Reading text:
When Garson Kanin published Tracy & Hepburn: An Intimate Memoir in 1972, Katharine Hepburn was furious and refused to talk to him for years. But after time went by and many of her friends started passing away, including Kanin’s wife and writing partner Ruth Gordon, Miss Hepburn came to value his friendship once again.
Most scholars have since dismissed Kanin’s memoir as too biased to be considered a dependable account of the affair. Scholar Andrew Britton is most perceptive when he states the purpose of the book “suggests only that the authors of PAT AND MIKE wish to make it clear to the spectator that they are in the habit of addressing the leading actors by their abbreviated forenames.” (Britton 170)
The Kanins worked on two film projects with Hepburn and Tracy: ADAMS RIB (1949) and PAT AND MIKE (1952). These films were two of the three that earned the couple Academy Award nominations (A DOUBLE LIFE (1947) was the third). Unfortunately, ADAM’S RIB lost out to SUNSET BOULEVARD (1950), written by Charles Brackett, Billy Wilder, and D.M. Marshman, Jr., and PAT AND MIKE was beaten by T.E.B. Clarke’s THE LAVENDER HILL MOB (1951). Although the team didn’t win, it is significant to note that two thirds of their Oscar-nominated screenplays were also considered the most popular films of the Tracy/Hepburn screen duo.
Katharine Hepburn and Spencer Tracy made a total of nine films together, starting with WOMAN OF THE YEAR (1942) and ending with the poignant social commentary Stanley Kramer’s GUESS WHO’S COMING TO DINNER (1967). While ADAM’S RIB undoubtedly holds it’s own against the other films in the pair’s canon, PAT AND MIKE is little more than an opportunity for Hepburn to show off her athletic ability. Although the script is witty and entertaining, the meet-cute concept of the genre prevented the film from becoming purposeful. Britton is also critical of the Kanins work on these projects:
“This want of freshness goes with the clubby atmosphere which seems to have prevailed on the set of the two films written by the Kanins and with the ideological ritual performed by the films themselves: the tacit reference to the actors on which the project depends so closely seems frequently to express itself in the tone and character of the acting.” (Britton 206)

Exercise requirements:
• a. In the passage above on the Kanins and the Tracy/Hepburn films, which film beat PAT AND MIKE?
• b. Pick up the passage on the Kanins and the Tracy/Hepburn films after its final Britton quotation and carry it forward.

Dataset entries:
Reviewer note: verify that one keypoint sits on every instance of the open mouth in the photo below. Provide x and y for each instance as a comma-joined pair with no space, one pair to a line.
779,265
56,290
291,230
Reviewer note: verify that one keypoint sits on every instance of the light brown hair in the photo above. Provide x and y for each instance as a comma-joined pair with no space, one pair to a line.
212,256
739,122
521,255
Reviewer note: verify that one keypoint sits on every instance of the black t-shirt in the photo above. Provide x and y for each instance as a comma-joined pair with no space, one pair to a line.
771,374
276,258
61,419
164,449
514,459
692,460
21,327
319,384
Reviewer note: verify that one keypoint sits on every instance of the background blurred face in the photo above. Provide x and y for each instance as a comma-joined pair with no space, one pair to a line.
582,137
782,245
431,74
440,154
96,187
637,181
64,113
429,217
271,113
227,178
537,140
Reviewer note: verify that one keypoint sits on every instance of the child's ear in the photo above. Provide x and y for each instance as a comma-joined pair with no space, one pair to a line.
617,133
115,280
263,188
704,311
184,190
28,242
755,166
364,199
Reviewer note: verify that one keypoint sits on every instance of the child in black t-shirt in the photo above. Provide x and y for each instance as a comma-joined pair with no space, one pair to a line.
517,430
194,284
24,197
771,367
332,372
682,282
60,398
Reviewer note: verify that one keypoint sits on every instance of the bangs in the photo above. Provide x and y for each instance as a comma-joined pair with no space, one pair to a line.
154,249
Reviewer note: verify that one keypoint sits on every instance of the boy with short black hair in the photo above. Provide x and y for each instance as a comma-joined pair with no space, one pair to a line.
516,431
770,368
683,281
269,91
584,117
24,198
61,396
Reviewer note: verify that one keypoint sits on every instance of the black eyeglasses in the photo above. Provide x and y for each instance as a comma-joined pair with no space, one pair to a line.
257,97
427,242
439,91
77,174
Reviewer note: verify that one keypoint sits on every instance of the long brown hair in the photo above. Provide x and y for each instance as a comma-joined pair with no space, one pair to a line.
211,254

Task results:
• a. T.E.B. Clarke's THE LAVENDER HILL MOB (1951).

• b.
When Garson Kanin proposed the outline for a third film starring Hepburn and Tracy, both Tracy and director George Cukor hesitated:
“Maybe Spencer felt they were getting too old to do this kind of film. He felt ‘a joke’s a joke’, and maybe he was right. Life changes. There’s nothing worse than doing a certain kind of thing very charmingly and then running it into the ground.” (On Cukor 217)
The Kanins were not teetotallers, but they didn’t like to drink while they worked. Their habits had a steadying influence on Tracy, who struggled with a drinking problem for most of his life. Like Hepburn and Tracy, the Kanins were workaholics, often running several projects at the same time. They were much more social than Tracy and Hepburn, but as much as they enjoyed going out and spending ludicrous amounts of money in shops and at restaurants, they were just as happy to spend a night at home with their friends Spence and Kate.
Garson Kanin first worked with Hepburn and Tracy on WOMAN OF THE YEAR, contributing some uncredited writing assistance to his brother Michael Kanin‘s script. In 1945 Kanin directed Spencer Tracy on Broadway in “The Rugged Path.”
Ruth Gordon was a New Englander who had many of the same East Coast roots as Katharine Hepburn. Gordon had been acting in motion pictures since 1915 and had acted on Broadway for many years. She was an active member of the New York social scene in the 1920s, even skirting the periphery of the Algonquin Round Table set with her good friend Harpo Marx. Gordon lived a Gatsby lifestyle and once noted of the East Hampton parties of the swinging 20s that “among the ‘steady pour-through’ of weekend guests one was sure to find ‘everybody anybody wanted to meet.’” (Leaming 250)
Hepburn and Gordon were both nominated for Oscars in 1968, Hepburn for THE LION IN WINTER (which she won in a tie with Barbara Streisand in FUNNY GIRL), and Gordon for ROSEMARY’S BABY. Hepburn watched the awards ceremony in New York city at her friend Irene (Mayer) Selznick’s apartment because she didn’t have a television of her own. Hepburn couldn’t have been more pleased to see Gordon win her first Oscar, at the age of 72, and laughed heartily when Gordon quipped during her acceptance speech, “I don’t know why it took so long!” (Edwards 359)
Although they only made two films together, Garson Kanin and Ruth Gordon were friends with Tracy and Hepburn for years. They were one of the few couples whom Spencer Tracy and Katharine Hepburn included in their small circle of friends. Because the Tracy/Hepburn affair was kept secret, the couple seldom went out in public, and few of their colleagues in Hollywood ever socialised with them. Ruth Gordon and Garson Kanin, along with George Cukor, Constance Collier, and a few other close friends, were the exceptions.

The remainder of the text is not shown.